**EXERCISE DETAILS**: Each record below is to be copied exactly; the pictures are to be omitted.

(Entries taken from a collection)
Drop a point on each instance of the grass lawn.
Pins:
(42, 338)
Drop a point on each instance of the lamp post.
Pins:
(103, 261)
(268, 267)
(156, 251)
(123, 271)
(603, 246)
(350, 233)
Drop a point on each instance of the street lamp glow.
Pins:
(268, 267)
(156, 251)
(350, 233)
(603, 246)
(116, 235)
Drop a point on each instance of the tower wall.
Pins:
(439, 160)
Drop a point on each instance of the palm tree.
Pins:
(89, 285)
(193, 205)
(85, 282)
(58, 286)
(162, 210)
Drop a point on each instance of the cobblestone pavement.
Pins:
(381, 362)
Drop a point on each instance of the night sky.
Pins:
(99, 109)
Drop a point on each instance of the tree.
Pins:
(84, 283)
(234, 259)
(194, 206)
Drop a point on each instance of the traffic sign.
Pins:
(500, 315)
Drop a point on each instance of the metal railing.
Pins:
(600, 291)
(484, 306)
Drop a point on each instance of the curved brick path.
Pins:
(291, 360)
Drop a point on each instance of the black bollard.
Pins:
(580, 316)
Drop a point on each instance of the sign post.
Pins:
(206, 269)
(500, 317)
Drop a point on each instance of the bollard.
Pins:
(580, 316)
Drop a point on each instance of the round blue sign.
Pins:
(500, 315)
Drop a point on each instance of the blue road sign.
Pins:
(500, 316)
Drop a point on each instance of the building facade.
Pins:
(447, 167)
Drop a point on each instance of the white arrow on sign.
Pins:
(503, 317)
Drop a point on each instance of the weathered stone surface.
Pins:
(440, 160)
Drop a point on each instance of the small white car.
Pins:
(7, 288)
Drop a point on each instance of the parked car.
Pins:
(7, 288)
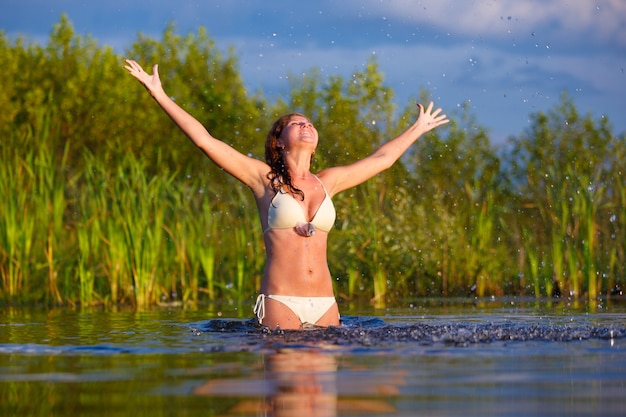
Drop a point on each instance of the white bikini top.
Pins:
(286, 213)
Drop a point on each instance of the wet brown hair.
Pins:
(279, 174)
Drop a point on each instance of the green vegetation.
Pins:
(105, 202)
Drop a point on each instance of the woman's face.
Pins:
(299, 130)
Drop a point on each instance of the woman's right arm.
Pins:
(248, 170)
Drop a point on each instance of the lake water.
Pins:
(430, 358)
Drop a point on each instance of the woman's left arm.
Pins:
(338, 179)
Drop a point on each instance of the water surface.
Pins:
(504, 358)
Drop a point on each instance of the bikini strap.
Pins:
(259, 308)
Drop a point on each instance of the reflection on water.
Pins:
(304, 382)
(435, 361)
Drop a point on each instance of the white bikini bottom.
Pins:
(308, 309)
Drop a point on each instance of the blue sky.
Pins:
(507, 58)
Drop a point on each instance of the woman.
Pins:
(294, 204)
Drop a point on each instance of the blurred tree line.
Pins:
(106, 202)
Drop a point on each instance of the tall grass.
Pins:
(109, 231)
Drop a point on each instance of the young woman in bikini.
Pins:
(294, 205)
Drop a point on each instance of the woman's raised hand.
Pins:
(429, 119)
(151, 82)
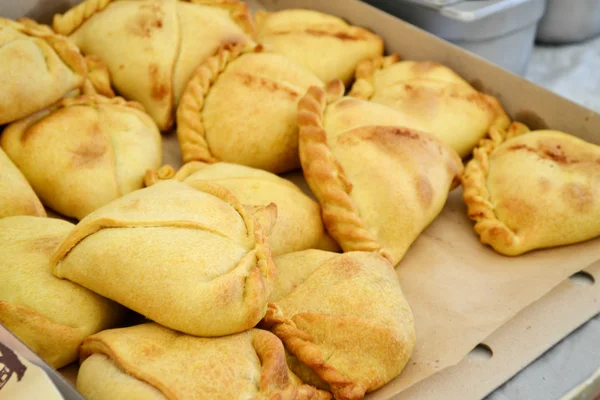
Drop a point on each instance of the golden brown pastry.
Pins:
(188, 256)
(152, 362)
(344, 319)
(531, 190)
(152, 47)
(241, 108)
(441, 101)
(84, 152)
(379, 183)
(298, 226)
(50, 315)
(37, 68)
(322, 43)
(16, 195)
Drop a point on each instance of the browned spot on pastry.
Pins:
(531, 119)
(267, 84)
(347, 267)
(148, 20)
(159, 88)
(90, 150)
(45, 245)
(578, 196)
(424, 190)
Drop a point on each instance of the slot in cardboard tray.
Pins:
(528, 331)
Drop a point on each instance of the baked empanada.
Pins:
(379, 183)
(531, 190)
(152, 362)
(322, 43)
(152, 47)
(84, 152)
(298, 226)
(16, 195)
(37, 68)
(434, 95)
(50, 315)
(344, 318)
(188, 256)
(242, 108)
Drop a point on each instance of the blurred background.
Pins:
(554, 43)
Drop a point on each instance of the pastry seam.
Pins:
(480, 206)
(327, 178)
(190, 127)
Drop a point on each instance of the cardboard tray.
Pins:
(542, 324)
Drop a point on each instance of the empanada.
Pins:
(379, 183)
(531, 190)
(50, 315)
(152, 362)
(324, 44)
(242, 108)
(434, 95)
(344, 318)
(188, 256)
(16, 195)
(37, 68)
(152, 47)
(84, 152)
(298, 226)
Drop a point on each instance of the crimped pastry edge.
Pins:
(480, 207)
(326, 177)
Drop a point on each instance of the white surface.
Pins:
(573, 72)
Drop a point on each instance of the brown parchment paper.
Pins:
(461, 291)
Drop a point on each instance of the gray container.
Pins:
(502, 31)
(568, 21)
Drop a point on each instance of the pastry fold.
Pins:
(188, 256)
(441, 101)
(84, 152)
(528, 190)
(343, 318)
(16, 195)
(298, 226)
(50, 315)
(379, 183)
(37, 68)
(152, 47)
(322, 43)
(152, 362)
(241, 107)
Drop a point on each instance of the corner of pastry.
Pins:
(298, 225)
(170, 39)
(188, 256)
(434, 95)
(152, 362)
(37, 68)
(241, 107)
(16, 195)
(379, 182)
(50, 315)
(351, 340)
(322, 43)
(84, 152)
(529, 190)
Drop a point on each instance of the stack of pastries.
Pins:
(248, 287)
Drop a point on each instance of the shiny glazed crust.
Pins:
(363, 85)
(68, 22)
(326, 176)
(190, 127)
(476, 196)
(66, 50)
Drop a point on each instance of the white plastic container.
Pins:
(569, 21)
(502, 31)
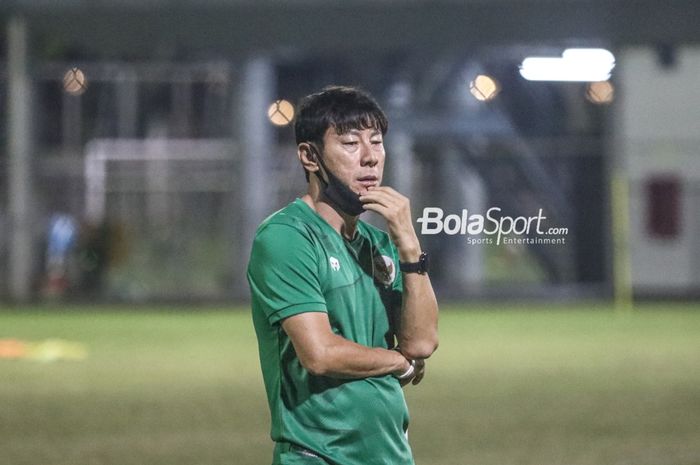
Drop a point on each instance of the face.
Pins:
(355, 157)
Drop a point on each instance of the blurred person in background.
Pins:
(344, 312)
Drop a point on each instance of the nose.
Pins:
(370, 155)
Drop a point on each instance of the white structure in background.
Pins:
(657, 138)
(154, 171)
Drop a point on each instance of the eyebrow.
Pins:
(356, 132)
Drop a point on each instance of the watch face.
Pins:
(424, 262)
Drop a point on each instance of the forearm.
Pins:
(418, 335)
(344, 359)
(324, 353)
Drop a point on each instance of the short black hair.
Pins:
(341, 107)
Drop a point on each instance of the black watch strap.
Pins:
(420, 267)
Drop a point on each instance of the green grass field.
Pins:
(527, 386)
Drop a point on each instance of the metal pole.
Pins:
(19, 154)
(257, 87)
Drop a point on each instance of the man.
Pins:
(340, 327)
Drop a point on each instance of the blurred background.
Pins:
(143, 142)
(139, 153)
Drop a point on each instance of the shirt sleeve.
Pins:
(283, 273)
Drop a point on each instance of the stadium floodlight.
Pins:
(575, 64)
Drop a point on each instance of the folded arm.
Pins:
(324, 353)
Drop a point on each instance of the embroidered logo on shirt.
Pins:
(385, 270)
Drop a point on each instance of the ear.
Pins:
(307, 157)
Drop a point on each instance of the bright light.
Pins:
(281, 112)
(484, 88)
(74, 81)
(575, 64)
(600, 93)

**EXERCISE SOLUTION**:
Drop a point on each instance of the grass lawn.
Pins:
(42, 338)
Drop a point on each instance of the lamp post.
Pins:
(103, 261)
(268, 267)
(156, 251)
(123, 271)
(603, 246)
(350, 233)
Drop a point on each instance of the street lamp glow.
Pins:
(268, 267)
(156, 251)
(350, 233)
(603, 246)
(116, 235)
Drop a point on each instance of the tower wall.
Pins:
(439, 160)
Drop a point on each instance of the palm tree.
Pins:
(89, 285)
(193, 205)
(85, 282)
(58, 286)
(162, 210)
Drop a point on each instance of the cobblestone pavement.
Pins:
(381, 362)
Drop a point on each instance of the night sky.
Pins:
(99, 109)
Drop a point on each instance of the tree.
Pins:
(84, 283)
(234, 259)
(194, 206)
Drop a point on each instance of the traffic sign.
Pins:
(500, 315)
Drop a point on each instance of the metal railing.
Pins:
(600, 291)
(484, 306)
Drop a point on each instance of the curved brick path.
Pins:
(291, 360)
Drop a point on each instance of the black bollard.
Pins:
(580, 316)
Drop a point on each instance of the sign post.
Pins:
(206, 269)
(500, 317)
Drop a point on each instance of the bollard.
Pins:
(580, 316)
Drop a point on each instance of the round blue sign.
Pins:
(500, 315)
Drop a point on each instance of the blue road sign.
Pins:
(500, 316)
Drop a point on each instance of the building facade.
Pins:
(447, 167)
Drop a point on each instance of the white arrow on sign.
Pins:
(503, 317)
Drop a point on each instance of the weathered stone surface.
Pins:
(440, 160)
Drop a point on each instance of the small white car.
Pins:
(7, 288)
Drop a point on each instance of the parked car.
Pins:
(7, 288)
Drop a point on each instance of the white bikini top.
Pins:
(286, 213)
Drop a point on each instance of the wet brown hair.
Pins:
(279, 174)
Drop a point on each instance of the green vegetation.
Pins:
(105, 202)
Drop a point on each instance of the woman's face.
Pins:
(299, 130)
Drop a point on each instance of the woman's right arm.
Pins:
(248, 170)
Drop a point on each instance of the lake water.
Pins:
(430, 358)
Drop a point on each instance of the woman's left arm.
Pins:
(338, 179)
Drop a point on each instance of the water surface.
Pins:
(504, 358)
Drop a point on each instance of the bikini strap.
Pins:
(259, 308)
Drop a point on each instance of the reflection on water.
Pins:
(304, 382)
(435, 361)
Drop a point on each instance of the white bikini bottom.
Pins:
(308, 309)
Drop a point on each instance of the blue sky.
Pins:
(507, 58)
Drop a point on each instance of the woman.
Pins:
(294, 204)
Drop a point on each instance of the blurred tree line.
Pins:
(106, 202)
Drop a point on each instance of the tall grass.
Pins:
(109, 231)
Drop a point on each instance of the young woman in bikini.
Pins:
(294, 205)
Drop a point on each instance of the woman's raised hand.
Pins:
(429, 119)
(151, 82)
Drop a point on each instance of the golden brown pastry.
Pins:
(188, 256)
(152, 362)
(344, 319)
(531, 190)
(152, 47)
(241, 108)
(441, 101)
(84, 152)
(379, 183)
(298, 226)
(50, 315)
(37, 68)
(322, 43)
(16, 195)
Drop a point on each instance of the browned spot on pastry.
Pins:
(531, 119)
(267, 84)
(347, 267)
(148, 20)
(159, 88)
(90, 150)
(45, 245)
(578, 196)
(424, 190)
Drop a point on each instance of the slot in cardboard tray.
Pins:
(528, 331)
Drop a point on each instance of the baked empanada.
Pins:
(379, 183)
(531, 190)
(152, 362)
(322, 43)
(152, 47)
(84, 152)
(298, 226)
(16, 195)
(37, 68)
(434, 95)
(50, 315)
(344, 318)
(188, 256)
(242, 108)
Drop a point on each instance of the blurred background.
Pins:
(554, 43)
Drop a point on each instance of the pastry seam.
Pins:
(480, 206)
(327, 178)
(190, 127)
Drop a point on each instance of the cardboard tray.
Pins:
(542, 324)
Drop a point on each instance of the empanada.
Pins:
(379, 183)
(531, 190)
(50, 315)
(152, 362)
(324, 44)
(242, 108)
(434, 95)
(344, 318)
(188, 256)
(16, 195)
(37, 68)
(152, 47)
(84, 152)
(298, 226)
Drop a point on each instance of the crimped pastry edge.
Pins:
(480, 207)
(326, 177)
Drop a point on each instance of the white surface.
Pins:
(573, 72)
Drop a point on each instance of the brown parchment paper.
Pins:
(461, 291)
Drop a point on each instance of the gray container.
Pins:
(502, 31)
(568, 21)
Drop a point on each instance of the pastry fold.
Pins:
(188, 256)
(441, 101)
(84, 152)
(528, 190)
(343, 318)
(16, 195)
(298, 226)
(50, 315)
(379, 183)
(37, 68)
(152, 47)
(322, 43)
(152, 362)
(241, 107)
Drop a point on each instance of the corner of pastry.
Pins:
(298, 225)
(170, 39)
(188, 256)
(434, 95)
(152, 362)
(37, 68)
(241, 107)
(16, 195)
(379, 182)
(50, 315)
(351, 340)
(322, 43)
(84, 152)
(529, 190)
Drop a point on each instance of the stack of pastries.
Pins:
(248, 287)
Drop a point on each instance of the shiny glazed crust.
Pins:
(363, 85)
(68, 22)
(326, 176)
(190, 127)
(476, 196)
(66, 50)
Drop a point on each instance of the white plastic container.
Pins:
(569, 21)
(502, 31)
Drop a point on each instance of the face.
Pins:
(355, 157)
Drop a point on each instance of the blurred person in background.
Pins:
(344, 312)
Drop a point on each instance of the nose.
Pins:
(370, 155)
Drop a point on each instance of the white structure in background.
Pins:
(657, 138)
(154, 171)
Drop a point on each instance of the eyebrow.
Pins:
(356, 132)
Drop a point on each instance of the watch face.
Pins:
(424, 262)
Drop a point on each instance of the forearm.
Pins:
(418, 335)
(344, 359)
(324, 353)
Drop a point on each instance of the short black hair.
Pins:
(341, 107)
Drop a point on each instance of the black watch strap.
Pins:
(420, 267)
Drop a point on each instance of the green grass field.
Pins:
(527, 386)
Drop a point on each instance of the metal pole.
Pins:
(19, 154)
(257, 87)
Drop a point on each instance of the man.
Pins:
(340, 327)
Drop a point on each instance of the blurred background.
Pins:
(143, 142)
(139, 153)
Drop a point on each instance of the shirt sleeve.
Pins:
(283, 273)
Drop a point on each instance of the stadium floodlight.
Pins:
(575, 64)
Drop a point on each instance of the folded arm.
Pins:
(324, 353)
Drop a point on each instance of the embroidered logo on shirt.
Pins:
(385, 270)
Drop a point on each instance of the ear.
Pins:
(307, 157)
Drop a point on each instance of the bright light.
Pins:
(281, 112)
(484, 88)
(74, 81)
(575, 64)
(600, 93)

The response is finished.